Information given:
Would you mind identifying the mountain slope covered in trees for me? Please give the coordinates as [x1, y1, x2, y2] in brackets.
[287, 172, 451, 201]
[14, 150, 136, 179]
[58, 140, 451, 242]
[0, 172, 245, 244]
==
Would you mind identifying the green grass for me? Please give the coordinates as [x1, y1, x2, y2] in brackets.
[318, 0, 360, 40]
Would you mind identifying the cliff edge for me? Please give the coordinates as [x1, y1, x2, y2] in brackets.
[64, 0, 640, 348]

Task prompt:
Copy out the part of the entries that opens with the line containing "Would you mind identifying the mountain" and closes with the line containing "[0, 172, 245, 244]", keeping both of those lines.

Task response:
Would you mind identifying the mountain slope covered in trees for me? Please give the coordinates as [x1, y1, x2, y2] in brackets.
[287, 172, 451, 201]
[14, 150, 136, 179]
[58, 140, 451, 242]
[0, 172, 245, 244]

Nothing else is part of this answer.